Task brief. Please rewrite every item below as a single numbered list, leaving out blank lines and pictures.
--- BEGIN Records shown ---
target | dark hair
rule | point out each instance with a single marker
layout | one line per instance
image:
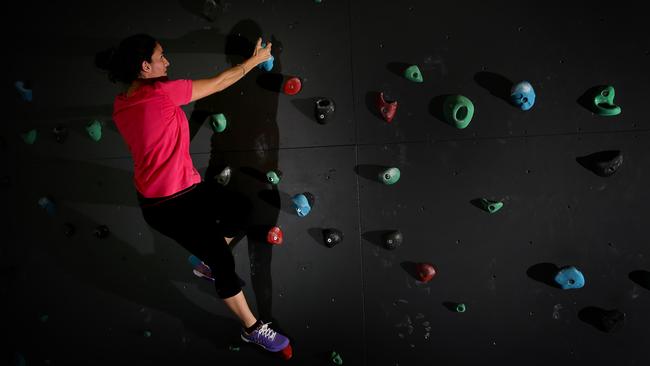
(124, 62)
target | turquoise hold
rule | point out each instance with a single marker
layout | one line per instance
(301, 204)
(570, 278)
(268, 64)
(522, 95)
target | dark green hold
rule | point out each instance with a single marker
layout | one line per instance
(390, 176)
(491, 206)
(273, 177)
(413, 73)
(94, 129)
(393, 239)
(218, 122)
(603, 102)
(336, 358)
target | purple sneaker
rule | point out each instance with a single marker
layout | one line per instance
(267, 338)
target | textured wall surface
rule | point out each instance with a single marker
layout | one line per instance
(132, 299)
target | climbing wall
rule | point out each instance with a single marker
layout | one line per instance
(85, 281)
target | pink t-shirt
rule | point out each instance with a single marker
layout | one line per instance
(157, 134)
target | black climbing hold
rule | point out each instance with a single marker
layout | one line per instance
(60, 133)
(324, 110)
(102, 232)
(393, 239)
(68, 229)
(602, 163)
(332, 237)
(612, 320)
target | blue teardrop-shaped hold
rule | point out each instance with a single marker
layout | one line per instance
--- END Records shown ---
Solution to the problem.
1. target | dark hair
2. rule | point out each instance with a single marker
3. layout | one line per instance
4. image:
5. (124, 62)
6. target | turquoise hold
7. rule | point out each instance with a single marker
8. layout | one line per instance
9. (301, 204)
10. (570, 278)
11. (268, 64)
12. (522, 95)
13. target | dark green hold
14. rule | point out each instance with a single marker
15. layout | one line per instance
16. (390, 176)
17. (491, 206)
18. (273, 177)
19. (413, 73)
20. (94, 129)
21. (393, 239)
22. (218, 122)
23. (603, 102)
24. (336, 358)
25. target | purple sneaker
26. rule | point out each instance with a single marker
27. layout | one line per instance
28. (267, 338)
29. target | textured wall surface
30. rule | point out each instance with a single marker
31. layout | one line per instance
32. (132, 299)
33. target | climbing wall
34. rule | point out each instance with a single marker
35. layout | one line per instance
36. (85, 281)
37. target | pink t-shirt
38. rule | point out each instance with a single marker
39. layout | one line per instance
40. (157, 134)
41. target | black climbing hold
42. rule | point out each instance with a single marker
43. layout | one line per instance
44. (60, 133)
45. (324, 110)
46. (102, 232)
47. (393, 239)
48. (68, 229)
49. (602, 163)
50. (332, 237)
51. (612, 320)
52. target | blue teardrop-shaped hold
53. rule | point out each instance with a single marker
54. layout | one line per instance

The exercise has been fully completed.